* Objective *
Will you copy all of the data below line for line, without changing a single character?
• • • •
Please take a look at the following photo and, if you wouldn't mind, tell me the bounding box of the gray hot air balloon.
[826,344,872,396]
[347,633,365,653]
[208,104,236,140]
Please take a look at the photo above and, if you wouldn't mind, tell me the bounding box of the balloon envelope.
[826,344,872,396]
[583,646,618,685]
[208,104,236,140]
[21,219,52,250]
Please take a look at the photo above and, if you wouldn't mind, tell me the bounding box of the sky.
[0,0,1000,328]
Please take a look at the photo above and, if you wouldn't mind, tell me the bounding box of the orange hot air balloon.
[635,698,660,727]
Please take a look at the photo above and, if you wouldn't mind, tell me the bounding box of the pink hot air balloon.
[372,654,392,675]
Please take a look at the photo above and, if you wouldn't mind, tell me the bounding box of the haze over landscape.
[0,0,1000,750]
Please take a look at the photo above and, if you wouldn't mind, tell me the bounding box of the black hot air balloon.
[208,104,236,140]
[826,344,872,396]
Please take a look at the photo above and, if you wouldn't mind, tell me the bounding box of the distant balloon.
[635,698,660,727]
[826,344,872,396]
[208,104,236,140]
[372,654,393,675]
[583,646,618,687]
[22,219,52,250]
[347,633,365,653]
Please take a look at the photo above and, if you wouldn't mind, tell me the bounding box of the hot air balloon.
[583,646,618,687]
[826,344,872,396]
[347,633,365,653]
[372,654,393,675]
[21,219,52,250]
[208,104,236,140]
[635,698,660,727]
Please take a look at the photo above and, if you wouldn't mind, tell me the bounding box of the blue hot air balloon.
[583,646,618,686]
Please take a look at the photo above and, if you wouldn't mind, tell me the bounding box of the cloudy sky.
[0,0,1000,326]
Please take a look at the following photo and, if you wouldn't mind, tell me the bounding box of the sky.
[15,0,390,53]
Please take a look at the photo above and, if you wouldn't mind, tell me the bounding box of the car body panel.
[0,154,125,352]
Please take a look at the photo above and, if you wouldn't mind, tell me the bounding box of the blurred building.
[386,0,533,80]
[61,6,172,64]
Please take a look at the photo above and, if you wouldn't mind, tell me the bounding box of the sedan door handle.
• • • •
* Full answer *
Please take a look at the following photo and, if you wouldn't mind, tell me the bounding box of the gray hot air balloon.
[826,344,872,396]
[347,633,365,653]
[208,104,236,140]
Please take a look at the photo above and, if you wouldn't mind, tell me the bounding box of the balloon envelope.
[826,344,872,396]
[583,646,618,685]
[208,104,236,140]
[21,219,52,250]
Please take a look at the photo above and, if you wouldn't mind, tell me the bounding box of the sky.
[0,0,1000,328]
Please take a look at the photo above and, if you wouldn't mind, tell me the bounding box of the orange hot air balloon.
[635,698,660,727]
Please take a look at the photo above and, if you wouldn't mind, tell me the bounding box of the pink hot air balloon.
[372,654,392,675]
Please take a look at the photo above and, if you wouldn't mind, tell me the bounding box of the haze over landscape.
[0,0,1000,750]
Please take a look at the photo above and, if you wouldn't mind, tell me the bounding box of the black hot air balloon.
[208,104,236,140]
[826,344,872,396]
Please take a look at the photo above and, if you wouldn't mind, tell me the bounding box of the distant balloon.
[635,698,660,727]
[826,344,872,396]
[208,104,236,140]
[372,654,393,675]
[583,646,618,687]
[22,219,52,250]
[347,633,365,653]
Please take a look at the photo above and, if you wouldn't mind, tell me the bounding box of the hot air balloon.
[583,646,618,687]
[826,344,872,396]
[347,633,365,653]
[372,654,393,675]
[21,219,52,250]
[208,104,236,140]
[635,698,660,727]
Please take a look at the photo above and, if you wouldn't mind, tell me the bounding box of the blue hot air balloon.
[583,646,618,686]
Please take a look at the photo above and, if you wouldn't mind, tell me the bounding box of the cloudy sky.
[0,0,1000,326]
Please take a look at the following photo and, if you wouldn't mind, tell me the bounding box of the sky.
[15,0,390,53]
Please take a look at the photo above and, if you wouldn't mind, tell me the bounding box of the car body panel.
[0,154,125,352]
Please take a look at the photo above and, if you wouldn't mind, tell me the bounding box of the blurred building.
[386,0,533,80]
[61,6,172,64]
Please take a look at the photo above and, if you wouldn't mind, tell me the bounding box of the sedan door handle.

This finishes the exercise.